### Required action
Through the last line of the material below, starting at the line with "Practice. Find the stack", return every line exactly and only those.

### Records to use
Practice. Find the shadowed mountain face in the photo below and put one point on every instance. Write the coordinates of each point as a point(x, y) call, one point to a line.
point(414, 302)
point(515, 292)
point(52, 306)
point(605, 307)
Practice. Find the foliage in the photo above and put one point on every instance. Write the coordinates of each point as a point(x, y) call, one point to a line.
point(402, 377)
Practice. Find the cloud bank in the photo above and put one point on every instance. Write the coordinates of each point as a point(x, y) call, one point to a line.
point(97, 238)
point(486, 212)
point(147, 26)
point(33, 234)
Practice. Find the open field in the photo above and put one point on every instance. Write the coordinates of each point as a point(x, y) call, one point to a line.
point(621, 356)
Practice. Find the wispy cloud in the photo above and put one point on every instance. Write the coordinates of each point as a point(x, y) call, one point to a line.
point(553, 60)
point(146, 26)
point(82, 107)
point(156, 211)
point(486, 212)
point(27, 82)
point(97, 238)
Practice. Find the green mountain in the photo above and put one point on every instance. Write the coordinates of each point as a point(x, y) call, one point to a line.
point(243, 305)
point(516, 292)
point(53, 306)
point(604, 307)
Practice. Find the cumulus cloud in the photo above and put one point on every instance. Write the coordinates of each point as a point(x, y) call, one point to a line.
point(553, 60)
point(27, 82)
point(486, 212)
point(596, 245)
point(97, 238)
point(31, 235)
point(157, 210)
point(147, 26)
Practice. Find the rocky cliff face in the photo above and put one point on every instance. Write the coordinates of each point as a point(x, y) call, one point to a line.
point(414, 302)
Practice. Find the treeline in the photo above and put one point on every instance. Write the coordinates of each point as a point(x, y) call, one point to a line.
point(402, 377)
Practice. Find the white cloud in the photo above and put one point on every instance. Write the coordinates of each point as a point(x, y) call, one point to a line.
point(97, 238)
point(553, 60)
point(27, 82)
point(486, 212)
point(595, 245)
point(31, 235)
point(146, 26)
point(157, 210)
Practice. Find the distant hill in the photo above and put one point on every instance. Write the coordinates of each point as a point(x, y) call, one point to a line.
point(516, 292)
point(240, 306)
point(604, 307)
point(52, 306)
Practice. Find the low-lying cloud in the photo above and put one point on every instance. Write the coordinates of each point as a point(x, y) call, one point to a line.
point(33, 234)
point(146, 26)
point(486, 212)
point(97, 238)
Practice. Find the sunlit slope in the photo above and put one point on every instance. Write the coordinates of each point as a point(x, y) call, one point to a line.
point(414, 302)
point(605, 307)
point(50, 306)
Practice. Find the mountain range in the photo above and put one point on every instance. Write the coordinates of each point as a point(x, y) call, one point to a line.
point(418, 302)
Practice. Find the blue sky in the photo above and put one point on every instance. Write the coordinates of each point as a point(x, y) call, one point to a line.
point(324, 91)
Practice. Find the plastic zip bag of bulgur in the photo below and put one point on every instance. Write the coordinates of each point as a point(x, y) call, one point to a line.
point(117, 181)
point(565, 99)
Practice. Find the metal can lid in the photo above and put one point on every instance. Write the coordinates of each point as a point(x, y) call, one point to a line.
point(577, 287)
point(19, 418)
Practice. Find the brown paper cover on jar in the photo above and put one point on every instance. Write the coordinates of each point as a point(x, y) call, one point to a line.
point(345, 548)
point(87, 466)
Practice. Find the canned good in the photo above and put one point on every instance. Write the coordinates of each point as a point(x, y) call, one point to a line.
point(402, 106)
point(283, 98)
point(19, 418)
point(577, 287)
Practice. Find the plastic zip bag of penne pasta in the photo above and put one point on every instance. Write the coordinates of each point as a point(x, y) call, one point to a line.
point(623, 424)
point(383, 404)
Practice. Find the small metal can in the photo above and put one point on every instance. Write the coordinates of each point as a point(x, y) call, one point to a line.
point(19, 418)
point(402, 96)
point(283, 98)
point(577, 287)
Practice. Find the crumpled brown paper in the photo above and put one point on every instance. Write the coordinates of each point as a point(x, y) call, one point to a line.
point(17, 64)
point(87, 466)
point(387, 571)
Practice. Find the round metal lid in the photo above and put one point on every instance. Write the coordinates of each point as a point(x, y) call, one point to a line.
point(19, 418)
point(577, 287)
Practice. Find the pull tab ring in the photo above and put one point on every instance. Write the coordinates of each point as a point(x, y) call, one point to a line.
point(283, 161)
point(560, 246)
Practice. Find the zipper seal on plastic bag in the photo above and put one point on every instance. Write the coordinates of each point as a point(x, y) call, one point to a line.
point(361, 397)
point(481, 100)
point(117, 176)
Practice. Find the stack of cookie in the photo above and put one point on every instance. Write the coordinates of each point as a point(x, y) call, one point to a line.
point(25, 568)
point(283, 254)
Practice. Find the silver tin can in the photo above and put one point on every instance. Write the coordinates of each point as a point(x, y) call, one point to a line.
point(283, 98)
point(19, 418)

### Answer to this problem
Practice. Find the stack of cookie in the photo above and put one point on every instance. Write the coordinates of each point as a point(x, y) call, one point to a line.
point(25, 568)
point(283, 254)
Practice. Find the silver tin can in the photo above and put one point on every instance. Write the coordinates of each point as a point(x, y) call, one point to a line.
point(283, 98)
point(19, 418)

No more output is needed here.